Begin PROVIDED INFORMATION

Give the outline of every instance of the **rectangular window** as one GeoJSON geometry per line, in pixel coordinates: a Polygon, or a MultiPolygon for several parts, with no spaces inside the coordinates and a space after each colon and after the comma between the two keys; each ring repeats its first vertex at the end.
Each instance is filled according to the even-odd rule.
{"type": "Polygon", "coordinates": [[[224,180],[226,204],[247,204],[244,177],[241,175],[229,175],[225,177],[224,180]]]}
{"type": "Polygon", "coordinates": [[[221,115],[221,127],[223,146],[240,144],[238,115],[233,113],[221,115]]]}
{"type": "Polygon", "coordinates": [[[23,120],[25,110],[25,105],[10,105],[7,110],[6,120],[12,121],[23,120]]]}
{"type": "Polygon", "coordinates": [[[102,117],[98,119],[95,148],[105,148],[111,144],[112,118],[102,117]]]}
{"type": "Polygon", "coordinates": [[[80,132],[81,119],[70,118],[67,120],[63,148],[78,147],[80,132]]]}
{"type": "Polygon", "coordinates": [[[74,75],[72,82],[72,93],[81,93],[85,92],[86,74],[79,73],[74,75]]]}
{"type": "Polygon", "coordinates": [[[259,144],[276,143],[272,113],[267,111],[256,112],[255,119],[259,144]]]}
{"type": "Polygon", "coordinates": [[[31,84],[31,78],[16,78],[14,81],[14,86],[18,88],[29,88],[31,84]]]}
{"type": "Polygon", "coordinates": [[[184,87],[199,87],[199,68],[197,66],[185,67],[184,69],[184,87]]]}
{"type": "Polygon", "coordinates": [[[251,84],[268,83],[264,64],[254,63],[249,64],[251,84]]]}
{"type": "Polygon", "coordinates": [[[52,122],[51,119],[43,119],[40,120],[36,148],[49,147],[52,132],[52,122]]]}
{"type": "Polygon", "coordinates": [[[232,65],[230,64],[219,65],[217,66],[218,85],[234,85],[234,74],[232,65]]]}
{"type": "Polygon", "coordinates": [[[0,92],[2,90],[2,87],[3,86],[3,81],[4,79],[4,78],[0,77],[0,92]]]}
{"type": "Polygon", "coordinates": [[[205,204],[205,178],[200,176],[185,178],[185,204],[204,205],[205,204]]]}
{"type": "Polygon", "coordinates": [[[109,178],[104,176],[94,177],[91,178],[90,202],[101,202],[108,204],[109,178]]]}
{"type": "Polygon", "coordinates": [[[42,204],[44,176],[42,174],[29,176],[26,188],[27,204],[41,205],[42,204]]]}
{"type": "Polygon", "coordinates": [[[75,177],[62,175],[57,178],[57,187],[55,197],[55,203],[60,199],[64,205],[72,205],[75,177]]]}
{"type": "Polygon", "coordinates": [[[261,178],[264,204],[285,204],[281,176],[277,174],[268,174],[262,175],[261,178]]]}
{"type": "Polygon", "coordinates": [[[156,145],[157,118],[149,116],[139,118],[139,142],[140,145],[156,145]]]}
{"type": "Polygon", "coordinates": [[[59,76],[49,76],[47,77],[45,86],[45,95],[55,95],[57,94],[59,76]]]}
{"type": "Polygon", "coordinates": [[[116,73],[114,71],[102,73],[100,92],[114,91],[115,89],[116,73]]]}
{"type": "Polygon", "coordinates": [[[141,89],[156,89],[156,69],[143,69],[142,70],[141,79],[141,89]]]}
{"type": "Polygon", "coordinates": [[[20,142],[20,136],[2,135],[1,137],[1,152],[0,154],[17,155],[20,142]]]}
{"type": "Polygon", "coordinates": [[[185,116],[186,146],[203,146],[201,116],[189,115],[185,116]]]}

End PROVIDED INFORMATION
Begin PROVIDED INFORMATION

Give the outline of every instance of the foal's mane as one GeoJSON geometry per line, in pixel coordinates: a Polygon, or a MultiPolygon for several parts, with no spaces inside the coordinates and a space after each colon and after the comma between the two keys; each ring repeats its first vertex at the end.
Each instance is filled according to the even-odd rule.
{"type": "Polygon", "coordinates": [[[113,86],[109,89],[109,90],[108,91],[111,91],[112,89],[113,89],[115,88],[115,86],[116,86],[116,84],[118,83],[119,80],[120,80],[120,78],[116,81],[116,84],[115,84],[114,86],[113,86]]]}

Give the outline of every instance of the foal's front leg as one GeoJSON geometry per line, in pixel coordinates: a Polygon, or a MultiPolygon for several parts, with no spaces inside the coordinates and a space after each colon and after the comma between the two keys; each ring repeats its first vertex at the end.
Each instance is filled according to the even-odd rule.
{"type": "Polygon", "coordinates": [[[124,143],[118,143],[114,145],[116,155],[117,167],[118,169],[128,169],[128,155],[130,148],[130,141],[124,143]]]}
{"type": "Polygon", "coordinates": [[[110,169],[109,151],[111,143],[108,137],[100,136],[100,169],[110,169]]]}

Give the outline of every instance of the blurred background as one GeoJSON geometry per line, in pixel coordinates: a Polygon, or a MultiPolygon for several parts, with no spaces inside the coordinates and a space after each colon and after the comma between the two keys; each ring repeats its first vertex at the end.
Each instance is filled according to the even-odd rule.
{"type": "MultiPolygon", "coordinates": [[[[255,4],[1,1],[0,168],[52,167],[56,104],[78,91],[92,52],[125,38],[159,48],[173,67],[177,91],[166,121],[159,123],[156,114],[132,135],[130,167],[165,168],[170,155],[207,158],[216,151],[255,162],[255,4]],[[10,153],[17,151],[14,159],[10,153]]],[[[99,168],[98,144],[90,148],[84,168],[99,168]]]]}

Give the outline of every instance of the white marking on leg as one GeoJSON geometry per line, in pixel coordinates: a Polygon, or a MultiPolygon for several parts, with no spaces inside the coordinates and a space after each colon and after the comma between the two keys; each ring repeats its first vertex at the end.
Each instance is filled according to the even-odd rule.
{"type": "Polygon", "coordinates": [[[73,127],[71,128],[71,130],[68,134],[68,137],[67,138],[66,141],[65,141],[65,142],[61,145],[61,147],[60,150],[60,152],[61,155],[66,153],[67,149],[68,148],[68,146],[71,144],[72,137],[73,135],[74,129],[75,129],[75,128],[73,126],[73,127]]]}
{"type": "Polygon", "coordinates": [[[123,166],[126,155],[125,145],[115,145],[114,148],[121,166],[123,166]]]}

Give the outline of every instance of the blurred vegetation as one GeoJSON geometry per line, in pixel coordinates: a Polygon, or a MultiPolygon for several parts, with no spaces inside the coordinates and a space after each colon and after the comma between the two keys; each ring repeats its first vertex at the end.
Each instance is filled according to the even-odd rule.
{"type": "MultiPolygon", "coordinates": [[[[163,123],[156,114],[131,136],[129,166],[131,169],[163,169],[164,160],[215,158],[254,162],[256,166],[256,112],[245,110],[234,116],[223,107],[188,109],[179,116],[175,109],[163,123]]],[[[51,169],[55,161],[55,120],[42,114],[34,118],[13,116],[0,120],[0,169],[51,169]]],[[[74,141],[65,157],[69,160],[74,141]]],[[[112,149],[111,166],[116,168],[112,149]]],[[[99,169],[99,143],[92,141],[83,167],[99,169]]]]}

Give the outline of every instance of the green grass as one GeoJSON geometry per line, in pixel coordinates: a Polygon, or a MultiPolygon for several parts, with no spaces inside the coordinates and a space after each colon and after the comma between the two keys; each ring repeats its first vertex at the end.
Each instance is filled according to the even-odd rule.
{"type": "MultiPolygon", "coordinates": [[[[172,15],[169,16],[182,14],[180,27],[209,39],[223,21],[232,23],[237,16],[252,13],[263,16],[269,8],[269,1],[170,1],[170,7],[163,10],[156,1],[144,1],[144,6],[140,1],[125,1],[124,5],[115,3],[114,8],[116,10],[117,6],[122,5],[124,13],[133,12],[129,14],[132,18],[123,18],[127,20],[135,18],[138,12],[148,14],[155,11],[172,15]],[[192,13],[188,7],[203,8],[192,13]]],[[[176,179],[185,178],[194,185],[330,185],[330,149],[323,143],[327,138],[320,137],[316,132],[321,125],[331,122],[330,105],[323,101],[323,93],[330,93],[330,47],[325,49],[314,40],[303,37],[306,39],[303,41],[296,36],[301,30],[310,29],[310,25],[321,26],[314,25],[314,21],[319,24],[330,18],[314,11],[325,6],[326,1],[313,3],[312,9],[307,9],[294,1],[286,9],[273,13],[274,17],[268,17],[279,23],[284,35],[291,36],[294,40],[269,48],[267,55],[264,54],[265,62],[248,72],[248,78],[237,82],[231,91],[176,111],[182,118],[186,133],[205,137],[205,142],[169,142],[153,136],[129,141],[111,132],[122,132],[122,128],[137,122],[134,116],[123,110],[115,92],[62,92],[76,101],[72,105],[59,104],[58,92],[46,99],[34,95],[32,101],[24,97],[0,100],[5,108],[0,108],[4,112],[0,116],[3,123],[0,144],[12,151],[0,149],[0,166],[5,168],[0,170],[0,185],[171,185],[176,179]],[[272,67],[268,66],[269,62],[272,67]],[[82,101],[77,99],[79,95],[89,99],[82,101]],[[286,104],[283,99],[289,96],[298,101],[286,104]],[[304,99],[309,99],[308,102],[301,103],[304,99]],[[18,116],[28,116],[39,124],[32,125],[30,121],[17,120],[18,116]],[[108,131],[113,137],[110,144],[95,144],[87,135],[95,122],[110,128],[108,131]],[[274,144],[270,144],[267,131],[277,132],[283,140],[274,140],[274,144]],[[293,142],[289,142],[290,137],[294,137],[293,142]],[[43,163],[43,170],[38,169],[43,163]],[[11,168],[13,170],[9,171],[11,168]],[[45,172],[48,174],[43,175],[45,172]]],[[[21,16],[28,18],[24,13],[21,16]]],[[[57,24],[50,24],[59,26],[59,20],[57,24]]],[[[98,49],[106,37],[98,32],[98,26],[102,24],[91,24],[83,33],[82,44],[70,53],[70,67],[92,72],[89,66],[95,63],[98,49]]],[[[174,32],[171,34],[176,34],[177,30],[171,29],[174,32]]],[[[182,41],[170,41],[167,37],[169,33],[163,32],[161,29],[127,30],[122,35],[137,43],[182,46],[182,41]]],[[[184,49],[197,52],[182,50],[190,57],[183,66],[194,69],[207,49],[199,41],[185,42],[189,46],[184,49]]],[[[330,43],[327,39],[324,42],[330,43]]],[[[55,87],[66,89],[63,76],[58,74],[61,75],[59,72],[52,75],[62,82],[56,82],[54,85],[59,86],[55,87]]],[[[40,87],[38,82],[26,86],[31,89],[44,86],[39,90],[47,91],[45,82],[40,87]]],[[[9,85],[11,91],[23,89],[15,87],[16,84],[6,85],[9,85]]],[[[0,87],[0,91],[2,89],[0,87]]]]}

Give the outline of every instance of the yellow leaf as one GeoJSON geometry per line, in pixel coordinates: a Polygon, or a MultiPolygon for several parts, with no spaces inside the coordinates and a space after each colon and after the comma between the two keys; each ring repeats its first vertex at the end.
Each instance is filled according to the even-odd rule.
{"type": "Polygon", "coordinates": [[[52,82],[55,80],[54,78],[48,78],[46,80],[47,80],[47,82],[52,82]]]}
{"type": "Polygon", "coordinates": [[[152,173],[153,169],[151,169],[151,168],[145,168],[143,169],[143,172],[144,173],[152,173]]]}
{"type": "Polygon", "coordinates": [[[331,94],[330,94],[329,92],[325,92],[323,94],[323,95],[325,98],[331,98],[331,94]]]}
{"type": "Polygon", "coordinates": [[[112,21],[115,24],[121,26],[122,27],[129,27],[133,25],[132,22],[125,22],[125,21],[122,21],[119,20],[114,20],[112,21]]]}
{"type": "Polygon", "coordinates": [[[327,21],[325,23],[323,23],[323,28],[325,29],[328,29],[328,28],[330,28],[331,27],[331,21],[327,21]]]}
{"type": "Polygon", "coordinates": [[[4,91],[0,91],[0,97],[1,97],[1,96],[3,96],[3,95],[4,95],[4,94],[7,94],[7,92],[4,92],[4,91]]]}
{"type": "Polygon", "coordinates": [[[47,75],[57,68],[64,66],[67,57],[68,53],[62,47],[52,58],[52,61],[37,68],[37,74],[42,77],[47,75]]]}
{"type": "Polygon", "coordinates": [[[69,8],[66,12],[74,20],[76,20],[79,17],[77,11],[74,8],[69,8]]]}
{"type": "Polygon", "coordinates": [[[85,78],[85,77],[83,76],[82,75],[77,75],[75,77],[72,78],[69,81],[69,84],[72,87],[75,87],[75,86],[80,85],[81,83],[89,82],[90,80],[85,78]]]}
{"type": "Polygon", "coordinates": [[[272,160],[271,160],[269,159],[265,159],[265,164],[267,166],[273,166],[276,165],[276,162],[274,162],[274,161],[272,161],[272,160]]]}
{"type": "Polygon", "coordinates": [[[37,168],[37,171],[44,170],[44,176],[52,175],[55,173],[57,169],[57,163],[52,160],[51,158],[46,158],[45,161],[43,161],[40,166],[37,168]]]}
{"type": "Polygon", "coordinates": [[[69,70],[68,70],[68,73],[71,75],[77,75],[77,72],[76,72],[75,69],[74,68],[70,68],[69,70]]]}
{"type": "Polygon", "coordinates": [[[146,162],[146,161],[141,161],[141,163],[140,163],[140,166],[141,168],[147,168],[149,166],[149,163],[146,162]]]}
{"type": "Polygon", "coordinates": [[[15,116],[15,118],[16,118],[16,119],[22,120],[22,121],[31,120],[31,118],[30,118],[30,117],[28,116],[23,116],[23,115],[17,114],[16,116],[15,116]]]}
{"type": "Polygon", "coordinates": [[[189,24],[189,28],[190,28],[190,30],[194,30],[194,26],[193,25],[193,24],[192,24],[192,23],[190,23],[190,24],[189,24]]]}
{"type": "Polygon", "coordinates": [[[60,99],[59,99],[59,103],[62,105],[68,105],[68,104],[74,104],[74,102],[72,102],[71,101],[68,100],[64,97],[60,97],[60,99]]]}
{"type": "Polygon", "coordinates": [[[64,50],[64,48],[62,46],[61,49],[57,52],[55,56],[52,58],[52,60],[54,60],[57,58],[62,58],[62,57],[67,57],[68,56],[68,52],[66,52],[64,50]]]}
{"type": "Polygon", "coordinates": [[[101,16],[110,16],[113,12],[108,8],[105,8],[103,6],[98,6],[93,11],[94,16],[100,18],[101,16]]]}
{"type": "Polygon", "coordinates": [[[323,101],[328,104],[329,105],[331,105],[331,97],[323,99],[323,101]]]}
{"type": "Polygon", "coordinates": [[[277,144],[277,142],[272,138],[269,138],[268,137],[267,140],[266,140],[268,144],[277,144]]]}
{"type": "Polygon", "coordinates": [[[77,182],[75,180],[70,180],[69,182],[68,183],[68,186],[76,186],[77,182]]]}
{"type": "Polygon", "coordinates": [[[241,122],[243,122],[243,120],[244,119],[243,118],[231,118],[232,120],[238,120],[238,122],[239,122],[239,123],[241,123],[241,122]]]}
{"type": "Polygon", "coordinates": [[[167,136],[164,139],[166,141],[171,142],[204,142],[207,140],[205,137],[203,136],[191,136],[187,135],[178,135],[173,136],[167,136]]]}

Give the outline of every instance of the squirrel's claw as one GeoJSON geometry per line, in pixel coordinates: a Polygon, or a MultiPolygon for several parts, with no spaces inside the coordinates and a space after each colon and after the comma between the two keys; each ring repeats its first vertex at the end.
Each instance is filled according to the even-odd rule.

End PROVIDED INFORMATION
Begin PROVIDED INFORMATION

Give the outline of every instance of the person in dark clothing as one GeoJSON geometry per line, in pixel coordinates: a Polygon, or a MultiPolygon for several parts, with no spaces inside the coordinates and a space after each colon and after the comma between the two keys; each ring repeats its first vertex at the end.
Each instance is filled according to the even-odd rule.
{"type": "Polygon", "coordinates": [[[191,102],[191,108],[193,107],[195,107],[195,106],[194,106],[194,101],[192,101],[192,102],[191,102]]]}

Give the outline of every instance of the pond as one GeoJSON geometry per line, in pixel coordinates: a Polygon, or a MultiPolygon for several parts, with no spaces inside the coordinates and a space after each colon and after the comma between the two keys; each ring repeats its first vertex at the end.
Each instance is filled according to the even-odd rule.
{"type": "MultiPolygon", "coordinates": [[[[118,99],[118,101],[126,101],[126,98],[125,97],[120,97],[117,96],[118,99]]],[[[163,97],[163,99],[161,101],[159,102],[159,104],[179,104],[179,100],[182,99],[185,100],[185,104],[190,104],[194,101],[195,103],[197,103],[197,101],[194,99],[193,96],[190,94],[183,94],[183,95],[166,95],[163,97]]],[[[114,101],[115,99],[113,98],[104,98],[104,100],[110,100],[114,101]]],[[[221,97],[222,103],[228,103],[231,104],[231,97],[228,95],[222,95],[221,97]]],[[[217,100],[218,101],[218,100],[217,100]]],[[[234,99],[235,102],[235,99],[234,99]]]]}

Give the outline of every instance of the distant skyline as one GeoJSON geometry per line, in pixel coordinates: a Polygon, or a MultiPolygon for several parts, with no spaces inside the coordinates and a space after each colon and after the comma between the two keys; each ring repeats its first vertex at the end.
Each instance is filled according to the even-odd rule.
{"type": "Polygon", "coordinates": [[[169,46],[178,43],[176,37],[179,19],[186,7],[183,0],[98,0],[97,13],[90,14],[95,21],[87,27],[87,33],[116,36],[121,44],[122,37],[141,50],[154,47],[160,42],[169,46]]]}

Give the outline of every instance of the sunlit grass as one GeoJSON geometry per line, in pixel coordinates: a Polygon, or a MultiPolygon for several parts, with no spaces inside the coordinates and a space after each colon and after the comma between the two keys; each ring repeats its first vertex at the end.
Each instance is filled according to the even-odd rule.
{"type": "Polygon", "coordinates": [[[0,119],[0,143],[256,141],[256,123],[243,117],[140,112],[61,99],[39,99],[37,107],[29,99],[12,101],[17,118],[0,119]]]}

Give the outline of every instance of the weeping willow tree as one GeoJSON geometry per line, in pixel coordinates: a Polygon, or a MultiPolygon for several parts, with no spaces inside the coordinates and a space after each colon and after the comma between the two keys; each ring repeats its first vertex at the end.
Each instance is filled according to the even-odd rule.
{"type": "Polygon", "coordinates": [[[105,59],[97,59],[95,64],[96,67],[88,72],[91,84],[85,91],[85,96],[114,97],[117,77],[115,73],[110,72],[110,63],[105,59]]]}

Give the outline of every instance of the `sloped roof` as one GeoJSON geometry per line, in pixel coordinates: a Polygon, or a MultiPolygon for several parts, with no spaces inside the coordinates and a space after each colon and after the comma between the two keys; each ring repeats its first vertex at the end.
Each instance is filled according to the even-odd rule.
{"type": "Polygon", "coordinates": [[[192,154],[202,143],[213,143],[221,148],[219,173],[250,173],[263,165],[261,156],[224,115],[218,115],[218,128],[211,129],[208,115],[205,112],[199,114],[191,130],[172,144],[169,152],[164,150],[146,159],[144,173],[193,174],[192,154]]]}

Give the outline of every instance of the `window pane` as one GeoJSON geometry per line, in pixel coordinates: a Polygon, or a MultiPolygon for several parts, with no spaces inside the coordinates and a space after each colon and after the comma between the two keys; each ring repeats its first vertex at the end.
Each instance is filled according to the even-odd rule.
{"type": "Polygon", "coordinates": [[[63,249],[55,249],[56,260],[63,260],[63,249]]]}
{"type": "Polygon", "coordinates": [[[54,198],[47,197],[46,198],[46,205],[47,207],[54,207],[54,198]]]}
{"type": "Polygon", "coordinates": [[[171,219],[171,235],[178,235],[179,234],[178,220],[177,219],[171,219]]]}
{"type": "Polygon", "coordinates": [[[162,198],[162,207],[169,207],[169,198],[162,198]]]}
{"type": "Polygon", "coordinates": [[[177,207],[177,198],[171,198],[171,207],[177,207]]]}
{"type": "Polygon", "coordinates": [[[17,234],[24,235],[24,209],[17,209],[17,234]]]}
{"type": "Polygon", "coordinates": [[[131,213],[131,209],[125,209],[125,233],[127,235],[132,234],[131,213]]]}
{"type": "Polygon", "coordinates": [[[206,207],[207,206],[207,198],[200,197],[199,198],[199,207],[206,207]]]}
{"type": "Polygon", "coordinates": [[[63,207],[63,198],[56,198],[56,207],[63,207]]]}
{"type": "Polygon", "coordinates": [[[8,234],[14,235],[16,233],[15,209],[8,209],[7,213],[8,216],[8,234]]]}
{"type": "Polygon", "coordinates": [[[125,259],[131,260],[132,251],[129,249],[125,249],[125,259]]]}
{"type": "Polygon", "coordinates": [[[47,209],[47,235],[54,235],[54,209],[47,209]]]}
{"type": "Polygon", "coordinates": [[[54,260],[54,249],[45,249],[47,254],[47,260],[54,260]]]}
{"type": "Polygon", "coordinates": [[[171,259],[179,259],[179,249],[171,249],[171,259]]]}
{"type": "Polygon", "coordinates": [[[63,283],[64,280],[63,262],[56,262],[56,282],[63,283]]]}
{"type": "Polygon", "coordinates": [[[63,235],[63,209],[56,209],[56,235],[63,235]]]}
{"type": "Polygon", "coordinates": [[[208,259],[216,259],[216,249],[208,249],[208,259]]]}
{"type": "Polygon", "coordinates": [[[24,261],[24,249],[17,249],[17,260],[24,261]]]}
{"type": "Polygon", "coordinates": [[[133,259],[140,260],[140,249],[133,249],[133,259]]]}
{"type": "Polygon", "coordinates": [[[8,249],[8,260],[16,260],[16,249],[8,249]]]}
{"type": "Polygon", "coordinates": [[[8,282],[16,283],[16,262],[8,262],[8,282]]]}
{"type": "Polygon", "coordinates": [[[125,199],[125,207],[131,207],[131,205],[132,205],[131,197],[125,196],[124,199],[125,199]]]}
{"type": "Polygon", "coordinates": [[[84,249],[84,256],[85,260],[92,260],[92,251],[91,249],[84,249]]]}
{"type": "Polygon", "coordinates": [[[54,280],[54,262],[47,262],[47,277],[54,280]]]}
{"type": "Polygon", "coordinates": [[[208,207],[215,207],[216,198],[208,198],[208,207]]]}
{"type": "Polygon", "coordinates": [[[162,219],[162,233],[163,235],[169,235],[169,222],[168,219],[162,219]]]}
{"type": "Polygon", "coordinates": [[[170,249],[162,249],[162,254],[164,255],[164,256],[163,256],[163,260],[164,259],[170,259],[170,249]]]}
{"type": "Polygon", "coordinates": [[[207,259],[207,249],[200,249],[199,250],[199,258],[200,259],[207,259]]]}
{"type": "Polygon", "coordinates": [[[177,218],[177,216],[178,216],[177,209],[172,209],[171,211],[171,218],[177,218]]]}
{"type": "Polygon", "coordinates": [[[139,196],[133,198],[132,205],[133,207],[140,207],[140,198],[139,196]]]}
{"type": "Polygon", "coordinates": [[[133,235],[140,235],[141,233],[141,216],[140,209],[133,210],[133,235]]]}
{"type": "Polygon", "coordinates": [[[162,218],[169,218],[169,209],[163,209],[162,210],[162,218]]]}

End PROVIDED INFORMATION

Count the lines in the records above that contain the word "blurred", where uppercase and lowercase must match. Reply with only that number.

- SOLUTION FOR THIS EXERCISE -
2